> **WHAT YOU SHOULD DO**
Repeat every line that appears below, with nothing altered.

Items from a data source:
◆ ◆ ◆ ◆ ◆
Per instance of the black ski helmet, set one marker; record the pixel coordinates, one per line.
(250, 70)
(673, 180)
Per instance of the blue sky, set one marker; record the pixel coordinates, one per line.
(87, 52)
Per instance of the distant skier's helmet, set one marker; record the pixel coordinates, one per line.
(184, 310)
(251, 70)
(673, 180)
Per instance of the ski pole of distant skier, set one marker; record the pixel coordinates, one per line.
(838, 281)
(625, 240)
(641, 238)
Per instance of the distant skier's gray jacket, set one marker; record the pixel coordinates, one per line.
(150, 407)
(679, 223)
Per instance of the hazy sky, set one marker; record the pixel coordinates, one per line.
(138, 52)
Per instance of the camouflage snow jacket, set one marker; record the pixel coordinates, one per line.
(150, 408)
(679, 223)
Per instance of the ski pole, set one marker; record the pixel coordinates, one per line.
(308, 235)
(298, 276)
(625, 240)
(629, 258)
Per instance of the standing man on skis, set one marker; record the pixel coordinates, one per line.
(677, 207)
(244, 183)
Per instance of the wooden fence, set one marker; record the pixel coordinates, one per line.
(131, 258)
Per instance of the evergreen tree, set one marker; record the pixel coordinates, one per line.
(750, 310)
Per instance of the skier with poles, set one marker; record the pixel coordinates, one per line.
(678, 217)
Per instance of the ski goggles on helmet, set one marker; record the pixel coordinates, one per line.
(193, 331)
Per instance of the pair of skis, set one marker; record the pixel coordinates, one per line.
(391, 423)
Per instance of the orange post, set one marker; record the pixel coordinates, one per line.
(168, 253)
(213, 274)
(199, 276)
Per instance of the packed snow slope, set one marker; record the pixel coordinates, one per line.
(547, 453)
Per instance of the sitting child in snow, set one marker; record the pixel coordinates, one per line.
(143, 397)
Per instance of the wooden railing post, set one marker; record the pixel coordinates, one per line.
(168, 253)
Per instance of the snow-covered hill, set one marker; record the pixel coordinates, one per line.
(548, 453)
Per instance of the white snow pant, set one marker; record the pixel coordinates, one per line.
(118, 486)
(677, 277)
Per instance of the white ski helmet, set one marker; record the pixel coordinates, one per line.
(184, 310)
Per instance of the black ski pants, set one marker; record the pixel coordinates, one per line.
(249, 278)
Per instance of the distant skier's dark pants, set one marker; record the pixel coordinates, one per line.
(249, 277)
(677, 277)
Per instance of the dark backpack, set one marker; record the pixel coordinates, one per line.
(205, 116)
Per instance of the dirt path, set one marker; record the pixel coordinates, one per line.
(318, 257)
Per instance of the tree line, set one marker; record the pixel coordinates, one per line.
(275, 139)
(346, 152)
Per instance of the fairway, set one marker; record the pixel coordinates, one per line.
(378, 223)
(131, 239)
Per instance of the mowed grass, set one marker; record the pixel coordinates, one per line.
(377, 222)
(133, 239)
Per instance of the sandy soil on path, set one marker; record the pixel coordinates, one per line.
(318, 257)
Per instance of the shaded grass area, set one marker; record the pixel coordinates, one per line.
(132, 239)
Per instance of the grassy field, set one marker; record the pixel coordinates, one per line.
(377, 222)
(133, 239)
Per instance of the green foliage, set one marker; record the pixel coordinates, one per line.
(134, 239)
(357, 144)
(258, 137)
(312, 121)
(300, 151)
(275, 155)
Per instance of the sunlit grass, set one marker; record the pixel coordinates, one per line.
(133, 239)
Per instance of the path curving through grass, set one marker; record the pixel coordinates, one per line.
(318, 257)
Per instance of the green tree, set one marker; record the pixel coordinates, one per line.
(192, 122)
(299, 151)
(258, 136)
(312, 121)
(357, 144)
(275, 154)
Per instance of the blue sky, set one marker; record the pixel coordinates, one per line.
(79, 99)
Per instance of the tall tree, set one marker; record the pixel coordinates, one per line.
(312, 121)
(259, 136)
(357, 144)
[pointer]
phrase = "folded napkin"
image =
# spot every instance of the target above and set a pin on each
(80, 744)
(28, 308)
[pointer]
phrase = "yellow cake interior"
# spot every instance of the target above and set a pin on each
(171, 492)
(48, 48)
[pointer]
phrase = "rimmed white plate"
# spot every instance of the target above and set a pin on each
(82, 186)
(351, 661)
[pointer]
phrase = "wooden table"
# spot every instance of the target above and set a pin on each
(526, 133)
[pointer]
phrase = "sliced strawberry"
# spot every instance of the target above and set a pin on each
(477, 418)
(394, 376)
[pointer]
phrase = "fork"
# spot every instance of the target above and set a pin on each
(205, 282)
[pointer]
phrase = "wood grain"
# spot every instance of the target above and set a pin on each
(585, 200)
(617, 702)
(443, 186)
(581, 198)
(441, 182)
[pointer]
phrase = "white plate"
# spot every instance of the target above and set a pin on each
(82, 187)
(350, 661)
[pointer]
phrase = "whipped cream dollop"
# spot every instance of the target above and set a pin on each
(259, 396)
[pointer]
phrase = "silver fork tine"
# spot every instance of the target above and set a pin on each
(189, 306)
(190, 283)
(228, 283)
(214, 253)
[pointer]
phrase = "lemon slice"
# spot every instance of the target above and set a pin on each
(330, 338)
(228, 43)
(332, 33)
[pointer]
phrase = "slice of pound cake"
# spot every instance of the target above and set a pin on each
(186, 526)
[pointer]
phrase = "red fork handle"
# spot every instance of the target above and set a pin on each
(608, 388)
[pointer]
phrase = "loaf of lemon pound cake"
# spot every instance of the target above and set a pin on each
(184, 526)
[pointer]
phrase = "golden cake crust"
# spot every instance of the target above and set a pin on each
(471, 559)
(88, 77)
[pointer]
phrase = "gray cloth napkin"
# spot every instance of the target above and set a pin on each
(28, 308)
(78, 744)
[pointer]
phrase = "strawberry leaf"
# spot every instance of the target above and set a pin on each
◆ ◆ ◆ ◆ ◆
> **RESPONSE TO THE TASK**
Per instance of the black ski helmet, set one marker; record the pixel coordinates, one per line.
(250, 70)
(673, 180)
Per instance of the blue sky, set one marker; record the pixel coordinates, one per line.
(87, 52)
Per instance of the distant skier's helmet, set one marker; record the pixel coordinates, one per line.
(184, 310)
(251, 70)
(673, 180)
Per instance of the ski pole of distant skier, set one marker; record the pixel coordinates, one per line.
(838, 281)
(625, 240)
(641, 238)
Per instance of the distant skier's gray jacket, set one marker; record the pixel coordinates, one per line.
(150, 407)
(679, 223)
Per instance of the hazy sky, set one marker; record the pixel coordinates, one per line.
(138, 52)
Per instance of the camouflage snow jacket, set one marker; record the pixel coordinates, one per line.
(150, 408)
(679, 223)
Per instance of the ski pole, set one marker; record the pixel coordinates, one per line.
(308, 235)
(298, 276)
(625, 240)
(629, 258)
Per instance of the standing man on skis, set one marker; record the pixel coordinates, one per line.
(677, 207)
(244, 183)
Per instance of the wooden fence, set one marker; record the pixel coordinates, one per line.
(131, 258)
Per instance of the evergreen tree, set one marker; record the pixel coordinates, one per line.
(750, 310)
Per instance of the skier with poles, set one marker; record the pixel coordinates, one per line.
(678, 217)
Per instance of the ski goggles on helmet, set one marker; record the pixel coordinates, one per line.
(193, 331)
Per instance of the pair of skis, set one marker; record the pixel coordinates, one per line.
(391, 423)
Per instance of the orange post, set one marker; record the pixel coordinates, one per line.
(168, 253)
(213, 274)
(199, 276)
Per instance of the packed snow slope, set one marker; record the pixel coordinates, one per line.
(547, 453)
Per instance of the sitting child in snow, set one marker; record the pixel coordinates, one per line.
(143, 397)
Per instance of the wooden railing post, set one marker; record the pixel coordinates, one per line.
(168, 253)
Per instance of the snow-covered hill, set one marker; record the pixel coordinates, one per line.
(548, 453)
Per instance of the white snow pant, set one marker; record the pixel coordinates, one per line.
(118, 486)
(677, 277)
Per instance of the white ski helmet, set one marker; record the pixel coordinates, one per line.
(184, 310)
Per instance of the black ski pants, set one marker; record the pixel coordinates, one per line.
(249, 278)
Per instance of the distant skier's dark pants, set one marker; record the pixel coordinates, one per line.
(249, 277)
(677, 277)
Per instance of the dark backpack, set one marker; record the pixel coordinates, one per line.
(205, 116)
Per instance of the dirt path, set one marker; record the pixel coordinates, one per line.
(318, 257)
Per instance of the tree line, set one marker; record the pixel coordinates, one per line.
(275, 139)
(346, 152)
Per instance of the fairway, set one marker; record the pixel coordinates, one per line.
(378, 223)
(131, 239)
Per instance of the mowed grass, set one marker; record the pixel coordinates, one per line.
(377, 222)
(133, 239)
Per instance of the sandy soil on path, set one marker; record the pixel coordinates, one per line.
(318, 257)
Per instance of the shaded grass area, set one marker; record the pixel coordinates, one per line.
(132, 239)
Per instance of the grassy field, set one marker; record the pixel coordinates, one per line.
(377, 222)
(133, 239)
Per instance of the green foliage, set one marker; record the pixel coordinates, one per line.
(134, 239)
(357, 144)
(258, 137)
(312, 121)
(300, 151)
(275, 155)
Per instance of the sunlit grass, set one marker; record the pixel coordinates, one per line.
(133, 239)
Per instance of the path curving through grass, set one marker; record the pixel coordinates, one per line.
(318, 257)
Per instance of the green tree, set one marker; record the pixel coordinates, one per line.
(192, 122)
(299, 151)
(258, 136)
(312, 121)
(357, 144)
(275, 154)
Per instance of the blue sky, set one marker; record the pixel coordinates, one per line.
(79, 99)
Per instance of the tall tree, set one marker; record the pixel coordinates, one per line.
(312, 121)
(259, 136)
(357, 144)
[pointer]
phrase = "folded napkin"
image =
# spot every instance of the target above and set a pin on each
(80, 744)
(28, 308)
[pointer]
phrase = "yellow cake interior"
# spot every instance of the target above and set a pin on each
(171, 492)
(48, 48)
[pointer]
phrase = "rimmed white plate"
# spot every instance of the target above and set a pin on each
(82, 186)
(351, 661)
[pointer]
phrase = "wooden table"
# spot every instance of the target above and set a pin on each
(526, 133)
[pointer]
phrase = "sliced strawberry"
# spot every instance of the target above and set a pin on each
(477, 418)
(394, 376)
[pointer]
phrase = "fork"
# spot every instance of the target above and set a pin on each
(205, 282)
[pointer]
phrase = "wood grain"
# spot every instance of the target above and set a pin on each
(585, 200)
(617, 702)
(443, 186)
(581, 198)
(441, 182)
[pointer]
phrase = "white plate"
# spot every instance of the target above and set a pin on each
(82, 187)
(350, 661)
[pointer]
phrase = "whipped cream dollop"
# spot every instance of the target above and set a pin on each
(259, 396)
[pointer]
phrase = "silver fork tine"
# spot every instance of the target above and set a pin on each
(189, 306)
(190, 283)
(228, 283)
(214, 253)
[pointer]
phrase = "lemon slice"
# spot every instance of the target above and set a pin on each
(330, 338)
(228, 43)
(332, 33)
[pointer]
phrase = "slice of pound cake"
# spot every instance of the target above and set a pin on each
(186, 526)
[pointer]
phrase = "red fork handle"
# spot every instance of the target above and set a pin on each
(608, 388)
[pointer]
phrase = "loaf of lemon pound cake"
# spot every instance of the target above and set a pin on each
(184, 526)
[pointer]
phrase = "golden cake crust"
# spot every instance of the target above and set a pin on each
(471, 559)
(88, 77)
[pointer]
phrase = "gray cloth napkin"
# spot every instance of the target above and set a pin on each
(28, 308)
(78, 744)
[pointer]
phrase = "strawberry leaf"
# spot every instance of the target above and set a pin on each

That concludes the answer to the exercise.